Exercise prompt: In the material below, copy everything from the line containing "glow in sky" down to the line containing "[167,439,536,533]", changing "wispy cloud" to "thin cloud" and leaving everything else unaltered.
· · · · ·
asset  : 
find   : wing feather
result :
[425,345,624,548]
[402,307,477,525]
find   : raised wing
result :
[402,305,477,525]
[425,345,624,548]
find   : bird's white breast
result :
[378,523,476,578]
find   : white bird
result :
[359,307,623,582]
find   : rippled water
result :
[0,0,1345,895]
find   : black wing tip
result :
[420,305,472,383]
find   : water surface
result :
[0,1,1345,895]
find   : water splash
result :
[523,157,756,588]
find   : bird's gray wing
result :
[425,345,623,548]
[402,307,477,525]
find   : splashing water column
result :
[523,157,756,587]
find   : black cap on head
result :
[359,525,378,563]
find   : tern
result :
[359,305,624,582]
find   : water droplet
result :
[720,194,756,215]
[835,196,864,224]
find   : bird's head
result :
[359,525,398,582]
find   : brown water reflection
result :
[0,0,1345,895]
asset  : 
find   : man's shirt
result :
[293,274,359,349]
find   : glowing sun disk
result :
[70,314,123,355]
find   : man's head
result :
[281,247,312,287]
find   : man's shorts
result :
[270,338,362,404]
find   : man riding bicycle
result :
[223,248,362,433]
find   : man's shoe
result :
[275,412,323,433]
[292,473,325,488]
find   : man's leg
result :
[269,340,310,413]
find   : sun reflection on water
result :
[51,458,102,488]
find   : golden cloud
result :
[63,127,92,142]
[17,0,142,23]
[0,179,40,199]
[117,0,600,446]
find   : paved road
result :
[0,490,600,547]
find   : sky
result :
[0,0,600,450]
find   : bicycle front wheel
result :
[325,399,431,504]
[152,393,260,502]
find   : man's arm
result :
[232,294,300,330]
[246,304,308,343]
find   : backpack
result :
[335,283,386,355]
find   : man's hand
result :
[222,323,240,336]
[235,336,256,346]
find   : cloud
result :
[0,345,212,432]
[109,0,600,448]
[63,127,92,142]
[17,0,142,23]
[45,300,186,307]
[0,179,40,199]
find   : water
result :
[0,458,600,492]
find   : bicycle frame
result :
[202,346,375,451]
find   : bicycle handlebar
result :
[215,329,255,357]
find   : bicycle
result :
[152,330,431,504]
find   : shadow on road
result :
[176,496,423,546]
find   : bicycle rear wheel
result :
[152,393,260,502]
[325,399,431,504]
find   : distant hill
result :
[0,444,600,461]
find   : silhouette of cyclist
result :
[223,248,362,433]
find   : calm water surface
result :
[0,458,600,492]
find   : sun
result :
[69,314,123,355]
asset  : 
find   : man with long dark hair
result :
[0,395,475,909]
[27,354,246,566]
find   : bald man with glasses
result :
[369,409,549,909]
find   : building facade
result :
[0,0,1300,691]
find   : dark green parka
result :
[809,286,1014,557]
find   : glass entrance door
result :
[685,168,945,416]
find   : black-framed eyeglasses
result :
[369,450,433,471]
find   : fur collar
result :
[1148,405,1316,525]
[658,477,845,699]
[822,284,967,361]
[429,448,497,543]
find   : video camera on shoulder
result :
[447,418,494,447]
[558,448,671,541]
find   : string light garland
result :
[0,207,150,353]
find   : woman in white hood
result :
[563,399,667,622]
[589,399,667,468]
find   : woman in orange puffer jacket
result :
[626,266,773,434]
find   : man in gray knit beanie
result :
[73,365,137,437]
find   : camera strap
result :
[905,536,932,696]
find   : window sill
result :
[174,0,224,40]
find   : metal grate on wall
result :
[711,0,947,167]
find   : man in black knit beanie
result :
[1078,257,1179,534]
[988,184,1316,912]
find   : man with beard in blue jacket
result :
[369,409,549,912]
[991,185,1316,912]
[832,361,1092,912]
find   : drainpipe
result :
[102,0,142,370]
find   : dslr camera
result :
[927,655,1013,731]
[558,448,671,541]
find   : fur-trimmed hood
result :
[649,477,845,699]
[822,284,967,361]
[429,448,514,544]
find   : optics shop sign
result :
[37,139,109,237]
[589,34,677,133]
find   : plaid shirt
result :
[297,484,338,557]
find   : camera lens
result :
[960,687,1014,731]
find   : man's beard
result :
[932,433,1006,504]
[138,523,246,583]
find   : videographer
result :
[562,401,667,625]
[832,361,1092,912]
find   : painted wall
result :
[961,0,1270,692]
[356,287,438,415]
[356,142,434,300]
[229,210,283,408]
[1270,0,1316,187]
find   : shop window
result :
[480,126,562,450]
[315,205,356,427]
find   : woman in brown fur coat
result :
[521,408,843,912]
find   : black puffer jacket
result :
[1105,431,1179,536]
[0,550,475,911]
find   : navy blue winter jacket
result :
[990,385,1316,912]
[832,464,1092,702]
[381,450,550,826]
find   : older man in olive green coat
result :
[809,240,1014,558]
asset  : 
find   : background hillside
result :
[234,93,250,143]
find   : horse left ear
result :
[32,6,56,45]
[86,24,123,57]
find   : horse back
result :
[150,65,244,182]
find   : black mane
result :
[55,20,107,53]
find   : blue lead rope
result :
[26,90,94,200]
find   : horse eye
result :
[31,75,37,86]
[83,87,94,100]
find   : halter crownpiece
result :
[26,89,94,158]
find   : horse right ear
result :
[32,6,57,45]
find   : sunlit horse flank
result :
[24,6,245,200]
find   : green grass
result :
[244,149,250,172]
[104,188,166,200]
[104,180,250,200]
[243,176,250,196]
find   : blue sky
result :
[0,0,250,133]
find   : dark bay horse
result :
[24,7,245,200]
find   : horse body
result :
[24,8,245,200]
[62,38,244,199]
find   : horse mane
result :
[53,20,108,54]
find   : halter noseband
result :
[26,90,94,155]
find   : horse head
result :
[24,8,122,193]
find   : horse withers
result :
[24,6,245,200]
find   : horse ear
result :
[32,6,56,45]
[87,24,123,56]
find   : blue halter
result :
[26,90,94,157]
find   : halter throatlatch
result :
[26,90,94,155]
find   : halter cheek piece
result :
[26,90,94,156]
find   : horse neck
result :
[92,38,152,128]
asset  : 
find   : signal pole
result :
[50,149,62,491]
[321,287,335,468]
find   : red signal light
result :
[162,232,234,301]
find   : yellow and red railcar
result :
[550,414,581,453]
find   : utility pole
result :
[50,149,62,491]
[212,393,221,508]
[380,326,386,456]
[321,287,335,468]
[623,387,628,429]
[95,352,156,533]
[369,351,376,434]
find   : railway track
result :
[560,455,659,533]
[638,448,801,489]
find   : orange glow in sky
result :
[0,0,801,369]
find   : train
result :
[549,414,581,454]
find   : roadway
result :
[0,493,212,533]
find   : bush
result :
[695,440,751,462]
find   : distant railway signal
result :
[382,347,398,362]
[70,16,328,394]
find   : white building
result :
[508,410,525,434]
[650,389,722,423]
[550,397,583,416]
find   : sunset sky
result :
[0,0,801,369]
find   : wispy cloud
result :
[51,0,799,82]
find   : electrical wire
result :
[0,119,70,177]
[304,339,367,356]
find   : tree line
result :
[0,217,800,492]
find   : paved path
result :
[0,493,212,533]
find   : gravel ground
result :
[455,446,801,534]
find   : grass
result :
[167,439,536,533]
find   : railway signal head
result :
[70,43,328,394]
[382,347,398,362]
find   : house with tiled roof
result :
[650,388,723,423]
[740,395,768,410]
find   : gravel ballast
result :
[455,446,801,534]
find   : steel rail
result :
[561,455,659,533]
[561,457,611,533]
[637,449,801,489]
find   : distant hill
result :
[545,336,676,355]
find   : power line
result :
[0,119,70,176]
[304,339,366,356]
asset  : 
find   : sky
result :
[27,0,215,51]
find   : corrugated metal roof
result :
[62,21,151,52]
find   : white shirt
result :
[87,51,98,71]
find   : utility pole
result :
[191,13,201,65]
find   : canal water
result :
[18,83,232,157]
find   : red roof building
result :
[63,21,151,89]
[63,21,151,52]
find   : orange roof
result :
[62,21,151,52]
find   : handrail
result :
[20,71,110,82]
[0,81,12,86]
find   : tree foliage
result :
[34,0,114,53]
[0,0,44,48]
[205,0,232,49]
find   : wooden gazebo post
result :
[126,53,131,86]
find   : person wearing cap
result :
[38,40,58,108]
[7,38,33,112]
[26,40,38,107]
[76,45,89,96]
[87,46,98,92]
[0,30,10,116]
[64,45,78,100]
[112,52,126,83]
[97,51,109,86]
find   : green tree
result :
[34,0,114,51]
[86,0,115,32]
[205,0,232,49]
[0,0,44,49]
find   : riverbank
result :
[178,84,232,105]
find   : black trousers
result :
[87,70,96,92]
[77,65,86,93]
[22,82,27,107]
· · · · ·
Exercise output:
find   : orange glow in sky
result :
[0,0,801,369]
find   : train
result :
[549,414,581,454]
find   : roadway
result :
[0,493,212,533]
find   : bush
result :
[695,440,751,462]
find   : distant railway signal
result :
[382,347,398,362]
[70,16,328,394]
find   : white building
result :
[508,410,525,434]
[650,389,722,423]
[550,397,583,416]
find   : sunset sky
result :
[0,0,801,369]
find   : thin cloud
result :
[51,0,799,82]
find   : electrical wire
result :
[0,119,70,177]
[304,339,367,356]
find   : tree line
result :
[0,217,800,492]
find   : paved path
result :
[0,493,212,533]
find   : gravel ground
result :
[455,446,801,534]
find   : grass
result :
[167,439,536,533]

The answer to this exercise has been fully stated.